-- EXERCISE DIRECTIONS --
How many lines in the items below contain the string "leaf"? Case counts, so match it letter for letter and give only the number.

-- SUPPLIED RECORDS --
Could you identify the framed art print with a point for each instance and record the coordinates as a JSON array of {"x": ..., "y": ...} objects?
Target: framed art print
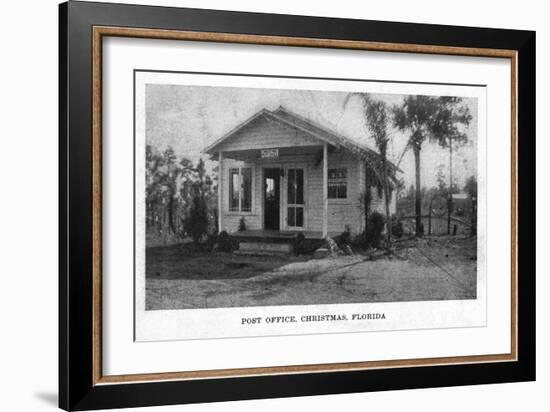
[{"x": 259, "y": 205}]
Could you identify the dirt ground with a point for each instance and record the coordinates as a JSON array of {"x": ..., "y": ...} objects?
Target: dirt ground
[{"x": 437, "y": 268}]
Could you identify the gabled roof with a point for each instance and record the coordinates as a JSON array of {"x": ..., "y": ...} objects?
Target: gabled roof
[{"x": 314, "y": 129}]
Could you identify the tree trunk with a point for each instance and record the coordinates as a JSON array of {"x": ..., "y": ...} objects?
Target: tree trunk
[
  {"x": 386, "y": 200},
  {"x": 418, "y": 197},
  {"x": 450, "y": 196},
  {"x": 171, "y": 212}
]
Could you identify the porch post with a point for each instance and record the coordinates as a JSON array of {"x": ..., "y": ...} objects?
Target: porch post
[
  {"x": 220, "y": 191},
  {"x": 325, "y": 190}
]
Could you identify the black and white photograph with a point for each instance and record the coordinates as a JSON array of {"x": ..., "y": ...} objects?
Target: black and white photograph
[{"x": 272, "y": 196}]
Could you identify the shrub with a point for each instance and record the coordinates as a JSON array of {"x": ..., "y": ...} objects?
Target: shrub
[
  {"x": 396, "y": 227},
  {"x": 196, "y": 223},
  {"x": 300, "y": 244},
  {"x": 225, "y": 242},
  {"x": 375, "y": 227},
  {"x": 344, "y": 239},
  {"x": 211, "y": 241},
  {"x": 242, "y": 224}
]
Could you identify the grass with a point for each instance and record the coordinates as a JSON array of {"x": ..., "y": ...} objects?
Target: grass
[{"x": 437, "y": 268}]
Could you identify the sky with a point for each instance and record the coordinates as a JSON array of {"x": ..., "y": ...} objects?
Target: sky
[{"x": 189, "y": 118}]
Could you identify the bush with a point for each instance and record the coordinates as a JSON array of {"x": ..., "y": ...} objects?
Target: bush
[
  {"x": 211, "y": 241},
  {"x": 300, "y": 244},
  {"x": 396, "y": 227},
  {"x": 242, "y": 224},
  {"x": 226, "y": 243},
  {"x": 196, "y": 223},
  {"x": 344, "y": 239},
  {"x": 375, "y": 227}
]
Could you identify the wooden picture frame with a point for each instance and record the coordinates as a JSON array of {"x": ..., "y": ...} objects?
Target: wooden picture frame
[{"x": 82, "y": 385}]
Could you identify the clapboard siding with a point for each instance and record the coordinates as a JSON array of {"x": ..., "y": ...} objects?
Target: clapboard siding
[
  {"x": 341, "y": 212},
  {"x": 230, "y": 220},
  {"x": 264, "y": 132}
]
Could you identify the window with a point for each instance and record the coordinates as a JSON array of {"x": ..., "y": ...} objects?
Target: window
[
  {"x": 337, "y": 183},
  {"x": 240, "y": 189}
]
* * *
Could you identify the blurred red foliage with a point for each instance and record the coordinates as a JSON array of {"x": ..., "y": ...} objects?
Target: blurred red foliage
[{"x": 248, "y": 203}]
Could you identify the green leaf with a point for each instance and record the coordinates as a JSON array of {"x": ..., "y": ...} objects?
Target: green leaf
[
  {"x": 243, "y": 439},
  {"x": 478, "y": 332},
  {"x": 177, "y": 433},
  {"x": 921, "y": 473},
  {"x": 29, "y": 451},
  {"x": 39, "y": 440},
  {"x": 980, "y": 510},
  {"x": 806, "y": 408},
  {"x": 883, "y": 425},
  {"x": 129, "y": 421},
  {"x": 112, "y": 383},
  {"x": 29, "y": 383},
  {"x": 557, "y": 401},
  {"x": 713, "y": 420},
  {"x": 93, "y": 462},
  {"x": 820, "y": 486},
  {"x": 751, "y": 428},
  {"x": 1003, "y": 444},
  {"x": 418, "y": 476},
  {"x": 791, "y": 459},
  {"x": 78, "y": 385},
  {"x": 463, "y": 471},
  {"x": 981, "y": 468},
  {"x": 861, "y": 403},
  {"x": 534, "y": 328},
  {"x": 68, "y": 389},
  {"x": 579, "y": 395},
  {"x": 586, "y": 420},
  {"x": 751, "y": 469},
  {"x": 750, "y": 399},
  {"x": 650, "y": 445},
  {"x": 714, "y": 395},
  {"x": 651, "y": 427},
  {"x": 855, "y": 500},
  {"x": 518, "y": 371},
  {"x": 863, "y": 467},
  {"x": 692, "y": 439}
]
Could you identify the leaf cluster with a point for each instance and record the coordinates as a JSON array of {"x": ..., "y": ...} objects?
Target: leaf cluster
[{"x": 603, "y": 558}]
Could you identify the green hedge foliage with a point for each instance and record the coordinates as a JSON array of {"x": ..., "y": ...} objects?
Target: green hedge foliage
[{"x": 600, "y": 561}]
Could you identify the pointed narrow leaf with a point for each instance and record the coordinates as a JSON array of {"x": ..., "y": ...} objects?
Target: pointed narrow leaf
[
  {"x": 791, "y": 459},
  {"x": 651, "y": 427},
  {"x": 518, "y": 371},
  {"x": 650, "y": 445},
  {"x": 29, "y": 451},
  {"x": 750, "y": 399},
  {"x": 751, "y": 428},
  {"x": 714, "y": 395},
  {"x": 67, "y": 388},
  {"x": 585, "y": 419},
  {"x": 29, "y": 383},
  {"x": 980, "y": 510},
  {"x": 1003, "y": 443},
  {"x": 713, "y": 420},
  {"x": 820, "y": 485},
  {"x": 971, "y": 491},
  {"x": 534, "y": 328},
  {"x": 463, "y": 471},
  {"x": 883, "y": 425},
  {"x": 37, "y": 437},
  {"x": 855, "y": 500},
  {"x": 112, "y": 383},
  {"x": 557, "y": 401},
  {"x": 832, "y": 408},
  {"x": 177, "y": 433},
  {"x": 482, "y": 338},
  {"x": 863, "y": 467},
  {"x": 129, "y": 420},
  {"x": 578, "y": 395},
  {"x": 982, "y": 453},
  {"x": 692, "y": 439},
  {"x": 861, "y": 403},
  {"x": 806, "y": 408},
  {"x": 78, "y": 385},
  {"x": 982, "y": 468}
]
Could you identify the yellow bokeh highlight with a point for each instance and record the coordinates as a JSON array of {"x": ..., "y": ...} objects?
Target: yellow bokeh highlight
...
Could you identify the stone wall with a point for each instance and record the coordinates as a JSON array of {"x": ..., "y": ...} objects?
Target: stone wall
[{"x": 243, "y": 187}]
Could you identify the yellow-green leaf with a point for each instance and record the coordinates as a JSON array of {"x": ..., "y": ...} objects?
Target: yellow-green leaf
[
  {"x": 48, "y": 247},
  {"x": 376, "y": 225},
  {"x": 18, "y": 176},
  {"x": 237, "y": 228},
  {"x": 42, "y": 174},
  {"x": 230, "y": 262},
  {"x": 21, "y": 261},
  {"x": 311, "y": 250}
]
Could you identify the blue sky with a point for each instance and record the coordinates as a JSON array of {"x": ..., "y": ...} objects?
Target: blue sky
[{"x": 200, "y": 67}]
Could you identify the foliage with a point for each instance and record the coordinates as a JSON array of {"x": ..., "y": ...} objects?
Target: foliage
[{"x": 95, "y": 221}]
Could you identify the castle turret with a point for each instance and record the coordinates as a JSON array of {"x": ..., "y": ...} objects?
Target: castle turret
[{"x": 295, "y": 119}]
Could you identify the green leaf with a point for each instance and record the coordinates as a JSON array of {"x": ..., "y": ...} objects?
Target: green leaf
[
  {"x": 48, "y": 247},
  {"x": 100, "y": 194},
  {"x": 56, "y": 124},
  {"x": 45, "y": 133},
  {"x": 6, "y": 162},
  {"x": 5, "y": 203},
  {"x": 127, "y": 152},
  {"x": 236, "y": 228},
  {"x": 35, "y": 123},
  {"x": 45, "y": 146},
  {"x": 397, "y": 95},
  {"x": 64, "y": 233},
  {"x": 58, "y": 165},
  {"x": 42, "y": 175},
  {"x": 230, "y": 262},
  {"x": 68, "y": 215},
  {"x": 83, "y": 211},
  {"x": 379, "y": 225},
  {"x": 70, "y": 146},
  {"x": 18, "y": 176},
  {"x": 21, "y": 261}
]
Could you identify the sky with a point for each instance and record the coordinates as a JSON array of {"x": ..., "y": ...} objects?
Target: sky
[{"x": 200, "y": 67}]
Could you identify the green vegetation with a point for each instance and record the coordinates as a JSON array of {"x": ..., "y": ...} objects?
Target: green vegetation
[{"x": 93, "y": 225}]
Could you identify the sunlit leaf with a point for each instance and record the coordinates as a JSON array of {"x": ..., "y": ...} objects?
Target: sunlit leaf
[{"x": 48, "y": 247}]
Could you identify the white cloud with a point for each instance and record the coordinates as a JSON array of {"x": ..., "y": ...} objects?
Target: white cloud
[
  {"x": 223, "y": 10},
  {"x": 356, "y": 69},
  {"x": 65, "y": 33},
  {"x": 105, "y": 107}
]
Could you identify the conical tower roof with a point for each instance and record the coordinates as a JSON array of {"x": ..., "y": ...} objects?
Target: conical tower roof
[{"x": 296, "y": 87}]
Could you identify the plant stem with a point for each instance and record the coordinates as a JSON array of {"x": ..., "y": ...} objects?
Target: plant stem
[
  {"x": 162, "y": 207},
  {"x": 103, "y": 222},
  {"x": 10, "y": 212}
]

-- FINISHED ANSWER --
12